Available records:
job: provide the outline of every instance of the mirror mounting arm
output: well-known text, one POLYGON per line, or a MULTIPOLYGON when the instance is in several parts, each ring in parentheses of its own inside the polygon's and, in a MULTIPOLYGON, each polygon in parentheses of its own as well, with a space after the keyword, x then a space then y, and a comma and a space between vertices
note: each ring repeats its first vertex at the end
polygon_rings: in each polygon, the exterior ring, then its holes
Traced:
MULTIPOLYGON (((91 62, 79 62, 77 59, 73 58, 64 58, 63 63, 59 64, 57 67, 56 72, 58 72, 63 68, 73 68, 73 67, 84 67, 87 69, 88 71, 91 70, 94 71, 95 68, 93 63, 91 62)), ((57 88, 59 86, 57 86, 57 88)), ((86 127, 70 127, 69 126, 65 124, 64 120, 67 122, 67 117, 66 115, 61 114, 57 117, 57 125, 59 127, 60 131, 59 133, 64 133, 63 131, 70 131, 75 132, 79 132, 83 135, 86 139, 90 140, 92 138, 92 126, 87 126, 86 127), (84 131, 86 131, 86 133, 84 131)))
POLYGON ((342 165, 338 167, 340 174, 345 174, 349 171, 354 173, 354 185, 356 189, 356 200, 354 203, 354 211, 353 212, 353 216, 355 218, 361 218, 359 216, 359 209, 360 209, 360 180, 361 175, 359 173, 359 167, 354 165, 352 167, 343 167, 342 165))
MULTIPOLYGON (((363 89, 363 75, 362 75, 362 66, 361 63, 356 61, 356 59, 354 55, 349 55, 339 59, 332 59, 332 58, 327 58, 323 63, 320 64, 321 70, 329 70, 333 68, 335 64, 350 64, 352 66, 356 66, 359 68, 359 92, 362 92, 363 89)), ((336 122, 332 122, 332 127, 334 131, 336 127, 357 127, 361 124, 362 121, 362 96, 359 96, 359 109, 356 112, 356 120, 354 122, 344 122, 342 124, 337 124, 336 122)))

Task to carry out: Write out the data again, from its first line through the line containing "output: well-known text, one", substituting "wing mirror bracket" for "mirror mounting arm" and leaving everything else unchanged. Give only those lines.

Output of the task:
job: provide the outline of every instance of the wing mirror bracket
output: well-known text, one POLYGON per line, or a MULTIPOLYGON when the instance is in several parts, each ring in parentheses of its own inside the polygon's and, in a MULTIPOLYGON, each polygon in parentheses of its own as well, with a space after the keyword, x then a space then y, and a comma and a space between vertices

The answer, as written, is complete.